## Document section
|---|

Movies tend to make artists look cool. Of course they do — they’re made by artists. On screen, writers and painters become rock stars, and rock stars become gods among men. They’re romanticized, sensationalized, mythologized. Even the true scoundrels of the art world shine under the spotlight of a movie camera: Ernest Hemingway and J. M. W. Turner may have been bastards, but there’s no reason they can’t be entertaining bastards, larger than life in their flaws and quirks.
The truth, though, is that plenty of artists are not magnetic people. Some, in fact, are rather anti-social and uncharismatic — and the chances of that go way up when you’re looking past the performers of the world to those who do their work offstage or off-camera, behind a keyboard or in front of an easel. Where’s the representation for the truly unlikable artists? This year, they finally got some, through a bumper crop of international indies built around characters the average person would probably prefer not to spend much time with. Grouches, pricks, creeps: Prepare to be seen. Your moment in the cinematic sun has arrived.
“Prickly” might be the best word to describe Lizzy, the struggling sculptor Michelle Williams plays in Kelly Reichardt’s shaggy, low-key, art-world comedy Showing Up. It’s with a rather perennial, harried grumpiness that the character engages with the bohemian Portland where she lives and works; an invisible storm cloud seems to hang over her head at all times, darkening every conversation and encounter. Reichardt does more than deglamorize her muse. She encourages Williams to drain every drop of movie-star charm and radiance from her palette — to unleash her inner Eeyore.
Lizzy’s peevishness is the emotional fulcrum of the movie, and its comic fuel. Reichardt gets some very dry humor out of the way her dourness clashes with the hippie-dippy nonchalance of the creative people around her, including a pitch-perfect Hong Chau as a fellow local artist and frenemy with a much more relaxed outlook (related, it’s implied, to her greater financial security). Cracks will eventually form in Lizzy’s walls, letting a few glimmers of empathy and affection trickle through. But Williams remains committed to her portrait of a struggling artist who mostly sees life as a series of hassles.

|---|

## Dataset
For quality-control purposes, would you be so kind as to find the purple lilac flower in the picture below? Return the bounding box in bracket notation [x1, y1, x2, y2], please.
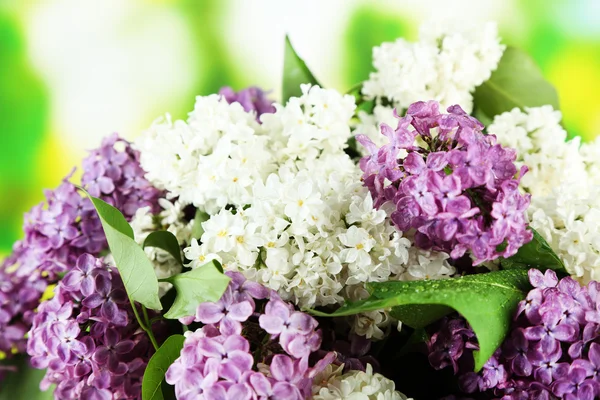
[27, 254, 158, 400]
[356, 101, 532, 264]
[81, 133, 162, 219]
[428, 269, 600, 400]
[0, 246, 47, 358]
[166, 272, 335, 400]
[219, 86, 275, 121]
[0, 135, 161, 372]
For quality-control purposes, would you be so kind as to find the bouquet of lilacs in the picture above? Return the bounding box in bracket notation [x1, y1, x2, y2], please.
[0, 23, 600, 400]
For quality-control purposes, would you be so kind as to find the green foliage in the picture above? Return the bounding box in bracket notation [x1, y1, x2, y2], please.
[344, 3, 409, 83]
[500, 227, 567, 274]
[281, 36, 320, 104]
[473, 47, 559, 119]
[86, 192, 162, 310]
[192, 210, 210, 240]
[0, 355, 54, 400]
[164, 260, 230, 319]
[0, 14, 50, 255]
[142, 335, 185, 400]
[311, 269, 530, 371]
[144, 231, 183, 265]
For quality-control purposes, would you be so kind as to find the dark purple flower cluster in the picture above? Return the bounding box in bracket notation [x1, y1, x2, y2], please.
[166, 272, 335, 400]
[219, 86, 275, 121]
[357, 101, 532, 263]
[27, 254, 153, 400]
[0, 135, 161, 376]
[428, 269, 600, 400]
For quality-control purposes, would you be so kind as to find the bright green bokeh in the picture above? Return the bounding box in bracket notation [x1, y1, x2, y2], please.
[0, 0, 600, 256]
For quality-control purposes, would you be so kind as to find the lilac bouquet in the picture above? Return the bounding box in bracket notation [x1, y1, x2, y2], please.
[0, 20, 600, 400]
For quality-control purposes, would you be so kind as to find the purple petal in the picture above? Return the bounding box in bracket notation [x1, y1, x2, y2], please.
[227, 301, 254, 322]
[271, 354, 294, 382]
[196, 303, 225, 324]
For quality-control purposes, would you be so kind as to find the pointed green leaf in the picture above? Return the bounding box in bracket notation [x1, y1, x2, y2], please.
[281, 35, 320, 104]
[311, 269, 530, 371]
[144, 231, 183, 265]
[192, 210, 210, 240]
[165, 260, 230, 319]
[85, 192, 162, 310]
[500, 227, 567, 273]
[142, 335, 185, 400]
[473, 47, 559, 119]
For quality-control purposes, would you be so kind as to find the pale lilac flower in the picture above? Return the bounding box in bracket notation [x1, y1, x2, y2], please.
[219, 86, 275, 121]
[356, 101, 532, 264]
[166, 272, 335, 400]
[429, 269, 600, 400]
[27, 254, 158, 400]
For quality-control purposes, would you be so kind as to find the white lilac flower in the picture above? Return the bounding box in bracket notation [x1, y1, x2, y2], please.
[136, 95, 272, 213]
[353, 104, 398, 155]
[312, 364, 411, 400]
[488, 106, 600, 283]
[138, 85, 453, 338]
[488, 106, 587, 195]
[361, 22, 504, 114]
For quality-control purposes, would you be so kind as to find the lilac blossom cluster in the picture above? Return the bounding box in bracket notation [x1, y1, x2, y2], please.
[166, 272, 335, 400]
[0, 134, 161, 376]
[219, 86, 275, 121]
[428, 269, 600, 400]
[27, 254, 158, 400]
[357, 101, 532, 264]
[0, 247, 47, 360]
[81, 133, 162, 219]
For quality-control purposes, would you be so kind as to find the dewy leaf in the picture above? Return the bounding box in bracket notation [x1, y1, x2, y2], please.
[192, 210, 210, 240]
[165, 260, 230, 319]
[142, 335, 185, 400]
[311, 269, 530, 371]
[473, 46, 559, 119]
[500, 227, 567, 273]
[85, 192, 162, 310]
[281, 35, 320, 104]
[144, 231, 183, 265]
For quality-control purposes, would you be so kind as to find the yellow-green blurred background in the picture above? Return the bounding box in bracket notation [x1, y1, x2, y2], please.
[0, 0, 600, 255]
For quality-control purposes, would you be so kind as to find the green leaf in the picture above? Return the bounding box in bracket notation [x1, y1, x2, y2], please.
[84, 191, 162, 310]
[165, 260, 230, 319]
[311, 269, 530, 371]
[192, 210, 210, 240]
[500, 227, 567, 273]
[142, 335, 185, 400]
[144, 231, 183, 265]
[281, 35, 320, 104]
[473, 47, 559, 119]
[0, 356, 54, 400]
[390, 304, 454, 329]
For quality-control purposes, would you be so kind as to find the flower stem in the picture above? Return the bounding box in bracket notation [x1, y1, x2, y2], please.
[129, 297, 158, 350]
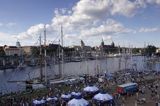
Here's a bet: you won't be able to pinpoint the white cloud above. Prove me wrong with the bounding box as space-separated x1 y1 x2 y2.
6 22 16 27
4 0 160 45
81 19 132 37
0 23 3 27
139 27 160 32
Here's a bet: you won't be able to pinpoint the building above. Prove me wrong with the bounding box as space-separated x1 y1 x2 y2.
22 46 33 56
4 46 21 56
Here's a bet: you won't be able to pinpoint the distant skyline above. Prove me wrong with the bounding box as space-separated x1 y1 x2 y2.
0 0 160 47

|---|

## The tasks
(A) Copy the essay on unlikable artists in film from "The truth, though, is" up to and including "sun has arrived.".
(B) In the essay on unlikable artists in film, who plays Lizzy's fellow local artist and frenemy in Showing Up?
(C) Resume the essay on unlikable artists in film after its last sentence.

## The responses
(A)
The truth, though, is that plenty of artists are not magnetic people. Some, in fact, are rather anti-social and uncharismatic — and the chances of that go way up when you’re looking past the performers of the world to those who do their work offstage or off-camera, behind a keyboard or in front of an easel. Where’s the representation for the truly unlikable artists? This year, they finally got some, through a bumper crop of international indies built around characters the average person would probably prefer not to spend much time with. Grouches, pricks, creeps: Prepare to be seen. Your moment in the cinematic sun has arrived.

(B) Hong Chau

(C)
Maybe she’s just irritated with all the obstacles placed in the way of her getting any damn work done. Even those in the audience unsympathetic to Lizzy’s sour attitude might find her quest for a few uninterrupted hours relatable. That she only looks truly content when hunched over ceramic — a process Reichardt depicts with curiosity and in fleeting detail — speaks to the true source of her consistently lousy mood: the uphill battle of trying to carve out time for what gives your life meaning.
Lizzy looks like a sunbeam of positivity compared to Leon (Thomas Schubert), the budding novelist at the center of Christian Petzold’s Afire. Leon’s default setting is a kind of hostile introversion, fired at anyone trying to drag him out of his shell on an artist’s retreat at a vacation house near the Baltic Sea. As in Showing Up, there’s sly comedy in the collision of the protagonist’s pessimism and the lighter, more easygoing nature of the other characters. But Leon is a challenge for housemates and viewers alike: Just how sullen and standoffish can someone be before you give up on trying to connect with them at all?
Chronic procrastinators, at least, might feel his pain. If Lizzy would give anything for just a little more time to devote to her craft, Leon has lots of time but little motivation to use it productively. Afire speaks to the purgatorial bummer of trying to get something done when you’re distracted and everyone else seems to just be having a good time; among other things, it’s a portrait of the artist as a restless kid stuck inside during summer vacation, a stack of homework untouched on his desk.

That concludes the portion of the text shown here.